»»

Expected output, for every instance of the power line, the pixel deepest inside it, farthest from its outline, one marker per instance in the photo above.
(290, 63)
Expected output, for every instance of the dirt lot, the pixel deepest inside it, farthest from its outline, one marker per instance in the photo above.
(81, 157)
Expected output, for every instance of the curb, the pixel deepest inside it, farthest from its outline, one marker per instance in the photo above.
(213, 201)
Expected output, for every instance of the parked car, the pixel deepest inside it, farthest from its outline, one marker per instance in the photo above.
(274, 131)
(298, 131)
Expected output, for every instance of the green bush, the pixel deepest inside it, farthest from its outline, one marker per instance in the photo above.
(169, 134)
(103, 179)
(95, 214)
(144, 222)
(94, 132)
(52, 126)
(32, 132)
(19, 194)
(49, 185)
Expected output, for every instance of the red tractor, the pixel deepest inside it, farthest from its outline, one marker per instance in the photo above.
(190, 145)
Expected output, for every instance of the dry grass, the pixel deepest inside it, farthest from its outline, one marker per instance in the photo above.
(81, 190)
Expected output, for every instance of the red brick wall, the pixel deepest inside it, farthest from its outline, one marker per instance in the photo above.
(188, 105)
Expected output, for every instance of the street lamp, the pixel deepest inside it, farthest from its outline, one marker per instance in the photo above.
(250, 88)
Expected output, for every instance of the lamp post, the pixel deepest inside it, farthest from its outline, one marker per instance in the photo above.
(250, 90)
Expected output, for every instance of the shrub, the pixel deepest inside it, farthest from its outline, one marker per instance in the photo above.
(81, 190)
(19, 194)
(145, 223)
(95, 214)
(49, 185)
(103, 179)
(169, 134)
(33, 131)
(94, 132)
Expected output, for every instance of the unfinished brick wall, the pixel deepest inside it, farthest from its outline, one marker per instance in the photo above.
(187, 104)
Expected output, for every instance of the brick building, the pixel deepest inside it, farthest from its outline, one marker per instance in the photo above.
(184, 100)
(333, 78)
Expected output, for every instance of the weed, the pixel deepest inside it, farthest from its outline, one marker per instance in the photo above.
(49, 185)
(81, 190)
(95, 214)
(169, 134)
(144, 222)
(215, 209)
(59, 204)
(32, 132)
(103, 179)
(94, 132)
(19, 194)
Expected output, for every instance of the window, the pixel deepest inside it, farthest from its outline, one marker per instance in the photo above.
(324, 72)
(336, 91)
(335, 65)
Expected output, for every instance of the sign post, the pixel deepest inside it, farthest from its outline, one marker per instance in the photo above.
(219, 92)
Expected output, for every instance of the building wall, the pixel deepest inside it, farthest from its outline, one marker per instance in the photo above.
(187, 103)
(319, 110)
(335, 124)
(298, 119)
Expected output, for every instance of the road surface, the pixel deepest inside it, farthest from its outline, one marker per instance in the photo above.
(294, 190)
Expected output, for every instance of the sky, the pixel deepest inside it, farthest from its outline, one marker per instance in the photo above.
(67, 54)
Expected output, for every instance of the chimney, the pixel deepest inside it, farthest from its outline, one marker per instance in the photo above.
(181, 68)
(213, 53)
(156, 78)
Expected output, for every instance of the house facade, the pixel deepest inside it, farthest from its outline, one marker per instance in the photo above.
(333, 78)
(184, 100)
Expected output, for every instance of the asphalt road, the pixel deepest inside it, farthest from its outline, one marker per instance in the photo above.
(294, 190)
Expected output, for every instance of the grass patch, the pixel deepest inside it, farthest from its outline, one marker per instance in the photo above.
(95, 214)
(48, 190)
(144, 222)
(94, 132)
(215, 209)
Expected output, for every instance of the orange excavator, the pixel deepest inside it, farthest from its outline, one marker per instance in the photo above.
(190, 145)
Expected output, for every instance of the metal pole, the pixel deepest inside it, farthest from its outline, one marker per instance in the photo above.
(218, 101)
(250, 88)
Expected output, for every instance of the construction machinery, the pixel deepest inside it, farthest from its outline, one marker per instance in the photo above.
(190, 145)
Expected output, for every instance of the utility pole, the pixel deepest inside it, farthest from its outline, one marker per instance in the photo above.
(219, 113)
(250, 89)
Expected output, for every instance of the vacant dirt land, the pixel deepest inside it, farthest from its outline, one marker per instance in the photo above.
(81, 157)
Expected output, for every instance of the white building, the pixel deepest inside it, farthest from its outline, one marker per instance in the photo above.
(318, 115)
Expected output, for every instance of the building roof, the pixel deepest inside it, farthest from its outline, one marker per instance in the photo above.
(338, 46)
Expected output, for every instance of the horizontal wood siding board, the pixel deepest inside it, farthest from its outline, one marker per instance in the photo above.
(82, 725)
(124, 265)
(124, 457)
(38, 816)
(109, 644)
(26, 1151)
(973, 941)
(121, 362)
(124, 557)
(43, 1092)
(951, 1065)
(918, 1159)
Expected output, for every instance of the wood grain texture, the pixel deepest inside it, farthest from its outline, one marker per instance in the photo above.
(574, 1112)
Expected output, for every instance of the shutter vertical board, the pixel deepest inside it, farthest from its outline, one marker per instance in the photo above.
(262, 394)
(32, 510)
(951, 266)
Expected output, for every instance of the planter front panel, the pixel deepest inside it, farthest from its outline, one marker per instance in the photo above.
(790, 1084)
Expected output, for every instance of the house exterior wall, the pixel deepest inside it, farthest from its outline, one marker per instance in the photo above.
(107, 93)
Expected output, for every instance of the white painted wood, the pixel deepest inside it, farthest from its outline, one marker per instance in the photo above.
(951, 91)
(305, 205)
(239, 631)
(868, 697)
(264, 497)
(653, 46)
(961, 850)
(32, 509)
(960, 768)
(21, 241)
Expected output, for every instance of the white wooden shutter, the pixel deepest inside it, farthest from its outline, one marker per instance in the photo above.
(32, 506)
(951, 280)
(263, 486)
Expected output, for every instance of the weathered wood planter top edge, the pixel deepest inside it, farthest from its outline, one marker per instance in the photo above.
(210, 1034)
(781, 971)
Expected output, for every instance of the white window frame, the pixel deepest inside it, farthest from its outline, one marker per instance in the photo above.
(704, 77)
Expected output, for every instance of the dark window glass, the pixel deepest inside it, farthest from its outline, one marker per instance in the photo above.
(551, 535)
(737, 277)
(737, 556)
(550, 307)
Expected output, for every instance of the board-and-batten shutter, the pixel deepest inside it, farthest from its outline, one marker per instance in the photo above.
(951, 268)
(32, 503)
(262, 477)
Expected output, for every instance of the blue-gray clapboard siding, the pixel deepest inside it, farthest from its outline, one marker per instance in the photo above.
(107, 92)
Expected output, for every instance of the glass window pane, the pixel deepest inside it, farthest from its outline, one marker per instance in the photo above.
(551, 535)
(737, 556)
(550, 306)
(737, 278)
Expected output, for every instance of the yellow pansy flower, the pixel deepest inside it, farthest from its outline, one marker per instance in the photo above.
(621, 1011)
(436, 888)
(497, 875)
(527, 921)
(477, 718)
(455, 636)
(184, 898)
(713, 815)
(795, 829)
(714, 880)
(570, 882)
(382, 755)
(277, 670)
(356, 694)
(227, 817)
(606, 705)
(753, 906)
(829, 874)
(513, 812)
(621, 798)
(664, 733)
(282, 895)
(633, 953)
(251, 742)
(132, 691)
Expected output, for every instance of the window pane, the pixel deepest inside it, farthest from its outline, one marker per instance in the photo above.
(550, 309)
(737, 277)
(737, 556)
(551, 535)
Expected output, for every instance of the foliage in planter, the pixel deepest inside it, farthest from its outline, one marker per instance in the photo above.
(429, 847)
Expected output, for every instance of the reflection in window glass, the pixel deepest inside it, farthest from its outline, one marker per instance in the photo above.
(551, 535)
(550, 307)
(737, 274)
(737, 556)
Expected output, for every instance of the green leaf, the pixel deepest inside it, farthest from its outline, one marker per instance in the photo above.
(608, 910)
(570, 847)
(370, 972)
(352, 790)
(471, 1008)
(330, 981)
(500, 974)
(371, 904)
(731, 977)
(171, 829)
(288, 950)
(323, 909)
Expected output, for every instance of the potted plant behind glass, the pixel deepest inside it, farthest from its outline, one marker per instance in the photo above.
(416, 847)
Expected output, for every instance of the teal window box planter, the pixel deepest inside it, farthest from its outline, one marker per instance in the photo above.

««

Take the line with "Expected output, for every instance of the window pane, the" and all lines after it to the last line, and reproduce them exactly.

Expected output, for every instance of the window pane, the pixel deepest inside it, farthest from its outline, one marker per instance in the photo above.
(550, 309)
(737, 277)
(737, 556)
(551, 535)
Expected output, for every instance of the foliage in planter, the pixel deepest inside it, farthest from its outline, one marker per instance in the photo above.
(429, 847)
Expected output, for every instance of the reflection in window glass, the pixel deepest inside it, farthest from its outline, one marker per instance in the photo above.
(551, 535)
(550, 307)
(737, 274)
(737, 556)
Expected output, for every instance of the green leaf, the pixel deepest inside it, farthest from its outline, one marker per instance in the photo above.
(608, 910)
(570, 847)
(370, 972)
(352, 790)
(471, 1008)
(330, 981)
(500, 974)
(371, 904)
(731, 977)
(171, 829)
(288, 950)
(323, 909)
Expected output, for every instance of the potted plant behind glass, the pixel deepest inside it, farthest from its outline, one marker per instance in the photo above.
(416, 847)
Expected output, for every instance of the teal window box planter, the pixel deepest inside it, farthest from its outline, one marker per instance in the photo above.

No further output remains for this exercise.